◆ **TRAVAIL À FAIRE**
Indiquez combien de lignes des données ci-dessous contiennent le mot « segment ». Donnez uniquement ce nombre.
=== EXTRAITS DE DONNÉES ===
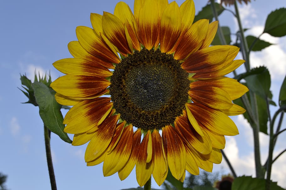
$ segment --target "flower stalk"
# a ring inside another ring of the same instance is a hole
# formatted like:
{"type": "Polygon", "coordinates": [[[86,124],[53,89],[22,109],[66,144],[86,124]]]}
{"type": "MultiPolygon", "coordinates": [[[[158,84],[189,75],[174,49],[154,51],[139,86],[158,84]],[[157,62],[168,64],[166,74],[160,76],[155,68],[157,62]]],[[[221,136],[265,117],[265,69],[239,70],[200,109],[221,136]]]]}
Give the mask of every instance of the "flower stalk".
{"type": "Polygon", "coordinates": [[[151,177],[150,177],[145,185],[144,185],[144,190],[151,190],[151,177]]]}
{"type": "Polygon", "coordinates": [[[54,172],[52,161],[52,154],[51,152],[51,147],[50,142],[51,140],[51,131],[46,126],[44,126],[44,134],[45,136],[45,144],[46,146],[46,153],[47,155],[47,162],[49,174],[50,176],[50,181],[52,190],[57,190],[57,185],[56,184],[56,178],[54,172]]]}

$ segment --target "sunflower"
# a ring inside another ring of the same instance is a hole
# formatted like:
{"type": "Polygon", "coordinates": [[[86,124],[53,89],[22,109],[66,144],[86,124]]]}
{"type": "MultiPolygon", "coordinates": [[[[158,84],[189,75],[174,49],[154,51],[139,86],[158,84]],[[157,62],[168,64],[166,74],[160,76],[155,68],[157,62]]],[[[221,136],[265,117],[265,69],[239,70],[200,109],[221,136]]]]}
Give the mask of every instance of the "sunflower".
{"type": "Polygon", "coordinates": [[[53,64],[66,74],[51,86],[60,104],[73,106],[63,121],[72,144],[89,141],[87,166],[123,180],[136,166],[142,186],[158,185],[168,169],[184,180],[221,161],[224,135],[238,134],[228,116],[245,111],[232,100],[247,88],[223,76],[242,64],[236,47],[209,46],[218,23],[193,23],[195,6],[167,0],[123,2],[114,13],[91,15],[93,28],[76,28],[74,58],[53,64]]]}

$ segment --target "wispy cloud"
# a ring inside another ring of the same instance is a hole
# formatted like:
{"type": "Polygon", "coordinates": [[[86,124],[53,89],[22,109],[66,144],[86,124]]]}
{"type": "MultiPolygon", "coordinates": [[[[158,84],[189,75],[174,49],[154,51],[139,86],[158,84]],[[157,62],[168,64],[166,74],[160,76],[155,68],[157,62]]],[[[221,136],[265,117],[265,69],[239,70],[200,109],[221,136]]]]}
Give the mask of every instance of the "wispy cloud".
===
◆ **RÉSULTAT DE L'EXERCICE**
3